TASK STATEMENT -
Scan the entries line by line and return those with "pointed".

SUPPLIED RECORDS -
········

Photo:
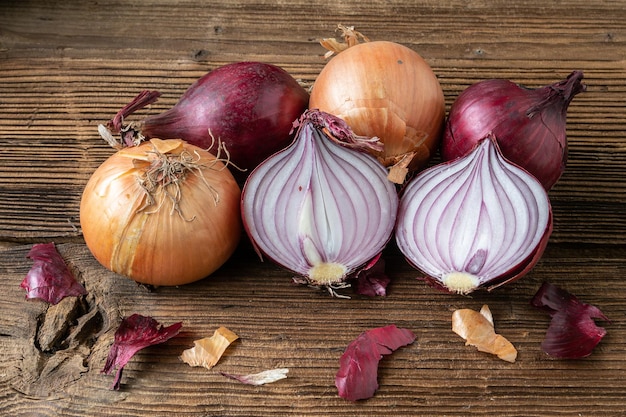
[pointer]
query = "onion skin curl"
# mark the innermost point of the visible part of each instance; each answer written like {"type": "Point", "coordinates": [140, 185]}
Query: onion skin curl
{"type": "Point", "coordinates": [386, 90]}
{"type": "Point", "coordinates": [163, 243]}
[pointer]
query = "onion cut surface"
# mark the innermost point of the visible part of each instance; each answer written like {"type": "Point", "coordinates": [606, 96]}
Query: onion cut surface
{"type": "Point", "coordinates": [318, 208]}
{"type": "Point", "coordinates": [473, 222]}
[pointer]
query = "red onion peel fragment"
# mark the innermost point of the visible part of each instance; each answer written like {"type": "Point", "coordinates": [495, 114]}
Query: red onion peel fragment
{"type": "Point", "coordinates": [475, 222]}
{"type": "Point", "coordinates": [49, 278]}
{"type": "Point", "coordinates": [135, 333]}
{"type": "Point", "coordinates": [357, 378]}
{"type": "Point", "coordinates": [573, 332]}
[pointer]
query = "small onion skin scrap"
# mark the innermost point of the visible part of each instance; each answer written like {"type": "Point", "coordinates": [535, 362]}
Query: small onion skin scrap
{"type": "Point", "coordinates": [157, 244]}
{"type": "Point", "coordinates": [386, 90]}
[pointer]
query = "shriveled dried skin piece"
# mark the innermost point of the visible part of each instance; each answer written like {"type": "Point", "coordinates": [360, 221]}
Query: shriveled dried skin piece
{"type": "Point", "coordinates": [260, 378]}
{"type": "Point", "coordinates": [208, 351]}
{"type": "Point", "coordinates": [478, 330]}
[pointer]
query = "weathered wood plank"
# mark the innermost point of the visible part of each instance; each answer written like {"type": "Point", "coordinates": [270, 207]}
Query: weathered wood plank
{"type": "Point", "coordinates": [67, 66]}
{"type": "Point", "coordinates": [283, 325]}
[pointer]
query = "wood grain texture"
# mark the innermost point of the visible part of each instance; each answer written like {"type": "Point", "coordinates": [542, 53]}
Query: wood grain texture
{"type": "Point", "coordinates": [66, 66]}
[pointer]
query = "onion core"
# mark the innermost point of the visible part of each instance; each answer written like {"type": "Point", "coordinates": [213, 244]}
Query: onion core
{"type": "Point", "coordinates": [477, 221]}
{"type": "Point", "coordinates": [318, 208]}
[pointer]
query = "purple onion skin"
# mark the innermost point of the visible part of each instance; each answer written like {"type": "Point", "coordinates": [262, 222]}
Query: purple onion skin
{"type": "Point", "coordinates": [528, 123]}
{"type": "Point", "coordinates": [249, 106]}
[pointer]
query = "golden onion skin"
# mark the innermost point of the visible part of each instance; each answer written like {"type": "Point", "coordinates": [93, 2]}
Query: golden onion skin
{"type": "Point", "coordinates": [159, 245]}
{"type": "Point", "coordinates": [387, 90]}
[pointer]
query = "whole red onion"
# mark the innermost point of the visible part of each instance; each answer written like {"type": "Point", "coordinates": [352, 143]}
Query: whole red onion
{"type": "Point", "coordinates": [247, 106]}
{"type": "Point", "coordinates": [528, 123]}
{"type": "Point", "coordinates": [478, 221]}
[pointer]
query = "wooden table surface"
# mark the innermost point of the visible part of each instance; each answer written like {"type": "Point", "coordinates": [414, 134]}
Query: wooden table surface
{"type": "Point", "coordinates": [66, 66]}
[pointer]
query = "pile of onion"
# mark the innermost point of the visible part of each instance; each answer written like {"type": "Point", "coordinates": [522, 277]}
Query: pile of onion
{"type": "Point", "coordinates": [386, 90]}
{"type": "Point", "coordinates": [161, 213]}
{"type": "Point", "coordinates": [248, 107]}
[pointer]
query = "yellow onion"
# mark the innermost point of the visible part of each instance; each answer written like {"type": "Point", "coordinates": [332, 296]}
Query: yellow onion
{"type": "Point", "coordinates": [162, 213]}
{"type": "Point", "coordinates": [386, 90]}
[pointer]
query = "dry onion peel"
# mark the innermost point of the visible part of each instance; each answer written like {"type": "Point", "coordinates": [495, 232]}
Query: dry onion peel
{"type": "Point", "coordinates": [572, 333]}
{"type": "Point", "coordinates": [357, 377]}
{"type": "Point", "coordinates": [318, 208]}
{"type": "Point", "coordinates": [162, 213]}
{"type": "Point", "coordinates": [475, 222]}
{"type": "Point", "coordinates": [133, 334]}
{"type": "Point", "coordinates": [260, 378]}
{"type": "Point", "coordinates": [208, 351]}
{"type": "Point", "coordinates": [386, 90]}
{"type": "Point", "coordinates": [50, 279]}
{"type": "Point", "coordinates": [477, 328]}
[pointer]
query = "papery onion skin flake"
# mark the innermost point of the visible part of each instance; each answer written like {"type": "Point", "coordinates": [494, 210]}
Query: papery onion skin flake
{"type": "Point", "coordinates": [50, 279]}
{"type": "Point", "coordinates": [572, 333]}
{"type": "Point", "coordinates": [357, 377]}
{"type": "Point", "coordinates": [133, 334]}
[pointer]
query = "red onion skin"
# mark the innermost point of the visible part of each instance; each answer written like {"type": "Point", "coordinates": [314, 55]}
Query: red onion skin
{"type": "Point", "coordinates": [514, 273]}
{"type": "Point", "coordinates": [248, 106]}
{"type": "Point", "coordinates": [528, 123]}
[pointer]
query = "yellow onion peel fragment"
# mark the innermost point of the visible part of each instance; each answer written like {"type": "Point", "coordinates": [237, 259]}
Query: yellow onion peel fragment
{"type": "Point", "coordinates": [208, 351]}
{"type": "Point", "coordinates": [478, 330]}
{"type": "Point", "coordinates": [260, 378]}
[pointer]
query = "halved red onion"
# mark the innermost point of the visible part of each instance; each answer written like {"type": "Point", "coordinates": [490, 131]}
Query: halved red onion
{"type": "Point", "coordinates": [477, 221]}
{"type": "Point", "coordinates": [318, 208]}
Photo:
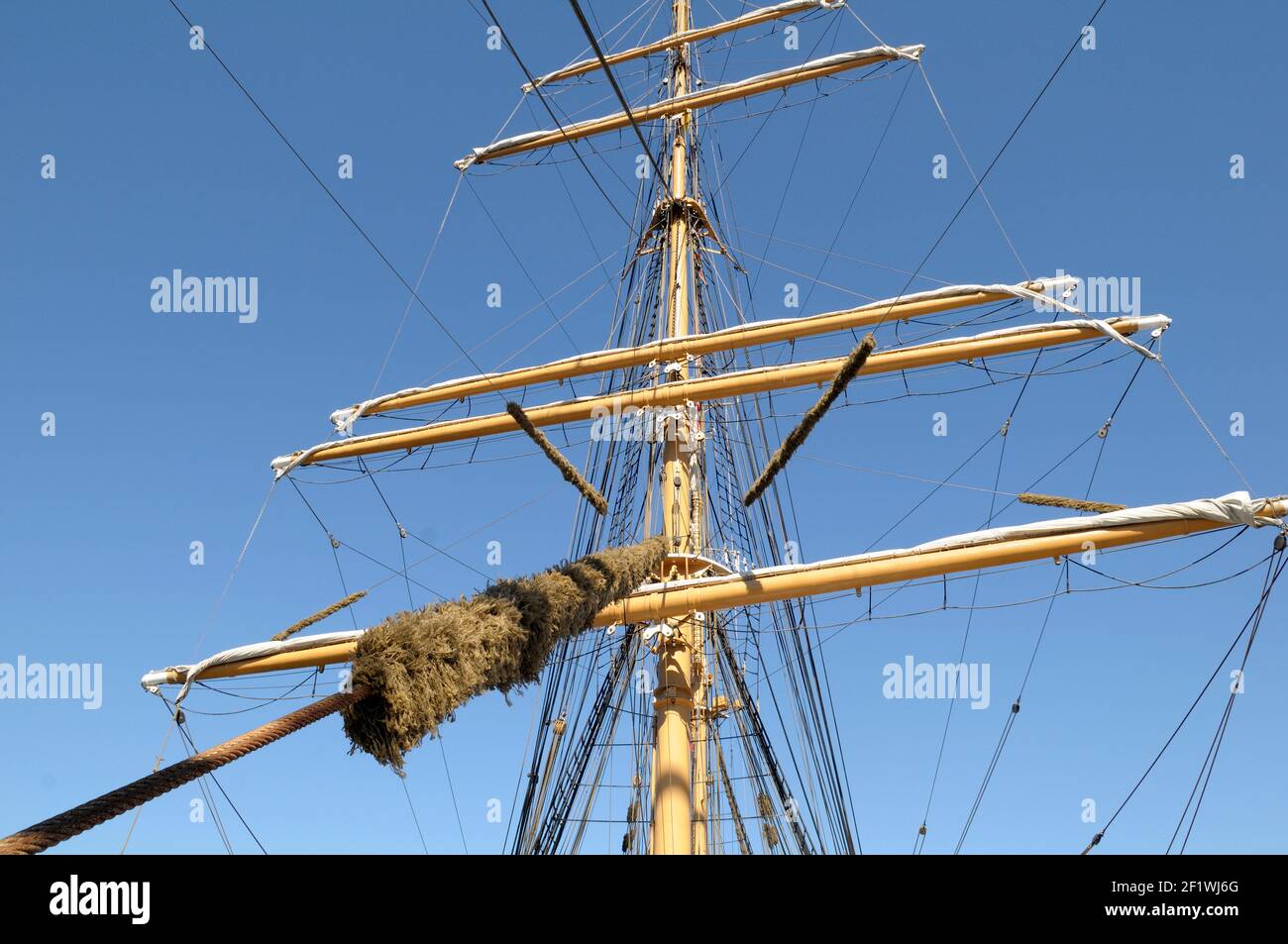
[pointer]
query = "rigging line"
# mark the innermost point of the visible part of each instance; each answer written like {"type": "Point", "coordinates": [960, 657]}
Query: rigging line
{"type": "Point", "coordinates": [402, 531]}
{"type": "Point", "coordinates": [184, 729]}
{"type": "Point", "coordinates": [800, 147]}
{"type": "Point", "coordinates": [201, 635]}
{"type": "Point", "coordinates": [415, 819]}
{"type": "Point", "coordinates": [541, 98]}
{"type": "Point", "coordinates": [999, 155]}
{"type": "Point", "coordinates": [1197, 416]}
{"type": "Point", "coordinates": [841, 256]}
{"type": "Point", "coordinates": [327, 191]}
{"type": "Point", "coordinates": [424, 268]}
{"type": "Point", "coordinates": [1104, 434]}
{"type": "Point", "coordinates": [1219, 738]}
{"type": "Point", "coordinates": [858, 189]}
{"type": "Point", "coordinates": [451, 790]}
{"type": "Point", "coordinates": [1012, 715]}
{"type": "Point", "coordinates": [617, 89]}
{"type": "Point", "coordinates": [1267, 584]}
{"type": "Point", "coordinates": [527, 274]}
{"type": "Point", "coordinates": [969, 167]}
{"type": "Point", "coordinates": [970, 621]}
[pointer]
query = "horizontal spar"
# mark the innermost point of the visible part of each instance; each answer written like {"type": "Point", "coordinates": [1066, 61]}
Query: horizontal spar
{"type": "Point", "coordinates": [996, 548]}
{"type": "Point", "coordinates": [750, 335]}
{"type": "Point", "coordinates": [675, 40]}
{"type": "Point", "coordinates": [954, 554]}
{"type": "Point", "coordinates": [703, 98]}
{"type": "Point", "coordinates": [759, 380]}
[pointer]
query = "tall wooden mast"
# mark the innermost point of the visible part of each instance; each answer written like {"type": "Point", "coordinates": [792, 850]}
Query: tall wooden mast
{"type": "Point", "coordinates": [681, 664]}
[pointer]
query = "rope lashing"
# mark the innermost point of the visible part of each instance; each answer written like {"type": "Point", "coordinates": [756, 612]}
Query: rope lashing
{"type": "Point", "coordinates": [64, 826]}
{"type": "Point", "coordinates": [853, 365]}
{"type": "Point", "coordinates": [320, 616]}
{"type": "Point", "coordinates": [1076, 504]}
{"type": "Point", "coordinates": [570, 472]}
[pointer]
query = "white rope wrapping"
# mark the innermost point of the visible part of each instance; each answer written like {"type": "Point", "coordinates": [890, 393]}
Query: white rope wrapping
{"type": "Point", "coordinates": [248, 652]}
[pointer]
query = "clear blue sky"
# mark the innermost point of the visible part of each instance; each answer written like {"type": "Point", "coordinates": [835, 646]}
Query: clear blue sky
{"type": "Point", "coordinates": [166, 423]}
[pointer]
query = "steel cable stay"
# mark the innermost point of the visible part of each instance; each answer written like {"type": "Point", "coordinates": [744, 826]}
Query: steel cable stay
{"type": "Point", "coordinates": [1274, 570]}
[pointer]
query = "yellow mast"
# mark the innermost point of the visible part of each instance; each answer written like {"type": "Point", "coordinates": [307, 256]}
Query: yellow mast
{"type": "Point", "coordinates": [679, 653]}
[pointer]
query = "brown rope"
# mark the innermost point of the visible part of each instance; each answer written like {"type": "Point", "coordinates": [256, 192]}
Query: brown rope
{"type": "Point", "coordinates": [320, 616]}
{"type": "Point", "coordinates": [1076, 504]}
{"type": "Point", "coordinates": [853, 365]}
{"type": "Point", "coordinates": [42, 836]}
{"type": "Point", "coordinates": [570, 472]}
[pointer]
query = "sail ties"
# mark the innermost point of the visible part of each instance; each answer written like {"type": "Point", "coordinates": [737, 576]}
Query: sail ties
{"type": "Point", "coordinates": [1076, 504]}
{"type": "Point", "coordinates": [318, 617]}
{"type": "Point", "coordinates": [571, 472]}
{"type": "Point", "coordinates": [853, 365]}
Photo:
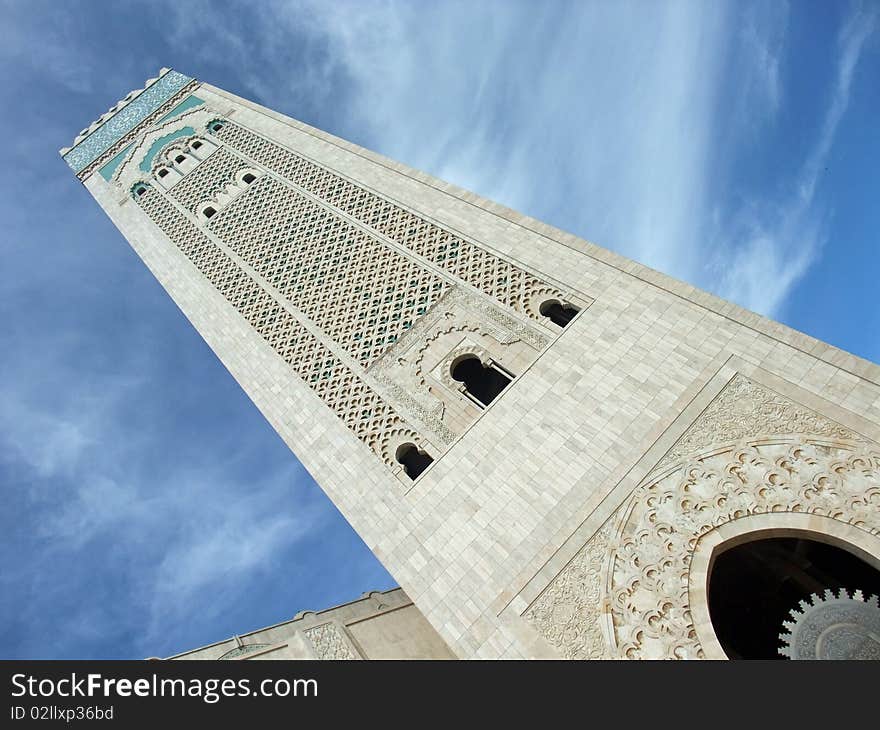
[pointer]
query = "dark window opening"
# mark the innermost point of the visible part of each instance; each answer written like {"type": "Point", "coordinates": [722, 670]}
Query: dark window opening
{"type": "Point", "coordinates": [414, 460]}
{"type": "Point", "coordinates": [558, 313]}
{"type": "Point", "coordinates": [483, 382]}
{"type": "Point", "coordinates": [754, 586]}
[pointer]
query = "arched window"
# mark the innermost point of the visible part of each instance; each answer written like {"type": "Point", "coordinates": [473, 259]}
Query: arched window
{"type": "Point", "coordinates": [413, 459]}
{"type": "Point", "coordinates": [557, 312]}
{"type": "Point", "coordinates": [755, 594]}
{"type": "Point", "coordinates": [482, 382]}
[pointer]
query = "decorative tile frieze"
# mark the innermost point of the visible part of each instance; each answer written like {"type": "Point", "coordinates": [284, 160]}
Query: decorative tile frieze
{"type": "Point", "coordinates": [126, 119]}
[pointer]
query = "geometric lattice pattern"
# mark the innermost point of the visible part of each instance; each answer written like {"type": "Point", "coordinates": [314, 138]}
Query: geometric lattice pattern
{"type": "Point", "coordinates": [361, 292]}
{"type": "Point", "coordinates": [469, 262]}
{"type": "Point", "coordinates": [359, 406]}
{"type": "Point", "coordinates": [209, 178]}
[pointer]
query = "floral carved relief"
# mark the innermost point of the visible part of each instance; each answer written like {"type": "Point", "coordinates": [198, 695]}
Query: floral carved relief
{"type": "Point", "coordinates": [625, 593]}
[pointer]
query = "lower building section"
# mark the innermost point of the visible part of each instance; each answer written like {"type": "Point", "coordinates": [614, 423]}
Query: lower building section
{"type": "Point", "coordinates": [377, 626]}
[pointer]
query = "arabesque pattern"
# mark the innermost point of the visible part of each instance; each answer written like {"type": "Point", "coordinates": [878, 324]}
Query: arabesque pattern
{"type": "Point", "coordinates": [467, 261]}
{"type": "Point", "coordinates": [360, 407]}
{"type": "Point", "coordinates": [361, 292]}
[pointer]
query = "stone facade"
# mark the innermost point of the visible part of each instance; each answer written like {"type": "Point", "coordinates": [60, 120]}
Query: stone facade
{"type": "Point", "coordinates": [342, 289]}
{"type": "Point", "coordinates": [379, 625]}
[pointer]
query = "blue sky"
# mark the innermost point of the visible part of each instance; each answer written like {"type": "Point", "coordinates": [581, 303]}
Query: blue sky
{"type": "Point", "coordinates": [148, 507]}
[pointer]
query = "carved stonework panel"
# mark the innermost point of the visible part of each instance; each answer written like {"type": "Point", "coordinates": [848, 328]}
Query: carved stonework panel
{"type": "Point", "coordinates": [360, 407]}
{"type": "Point", "coordinates": [648, 571]}
{"type": "Point", "coordinates": [330, 643]}
{"type": "Point", "coordinates": [744, 408]}
{"type": "Point", "coordinates": [829, 470]}
{"type": "Point", "coordinates": [415, 371]}
{"type": "Point", "coordinates": [567, 614]}
{"type": "Point", "coordinates": [495, 276]}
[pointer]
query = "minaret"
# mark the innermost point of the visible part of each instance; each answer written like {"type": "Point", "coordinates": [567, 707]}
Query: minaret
{"type": "Point", "coordinates": [549, 446]}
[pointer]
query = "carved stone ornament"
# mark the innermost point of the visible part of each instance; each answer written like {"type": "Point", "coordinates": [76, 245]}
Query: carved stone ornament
{"type": "Point", "coordinates": [329, 642]}
{"type": "Point", "coordinates": [625, 593]}
{"type": "Point", "coordinates": [744, 408]}
{"type": "Point", "coordinates": [647, 576]}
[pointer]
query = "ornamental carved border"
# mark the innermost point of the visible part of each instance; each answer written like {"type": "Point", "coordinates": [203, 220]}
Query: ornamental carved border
{"type": "Point", "coordinates": [625, 593]}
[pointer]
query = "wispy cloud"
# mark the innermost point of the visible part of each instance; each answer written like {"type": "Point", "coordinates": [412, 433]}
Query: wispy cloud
{"type": "Point", "coordinates": [772, 243]}
{"type": "Point", "coordinates": [620, 129]}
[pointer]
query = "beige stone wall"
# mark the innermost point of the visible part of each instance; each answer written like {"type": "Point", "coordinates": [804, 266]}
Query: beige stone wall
{"type": "Point", "coordinates": [485, 540]}
{"type": "Point", "coordinates": [380, 625]}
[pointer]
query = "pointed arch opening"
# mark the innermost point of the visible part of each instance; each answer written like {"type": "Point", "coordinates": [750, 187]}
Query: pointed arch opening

········

WRITTEN ANSWER -
query = "pointed arch opening"
Query: pointed arch opening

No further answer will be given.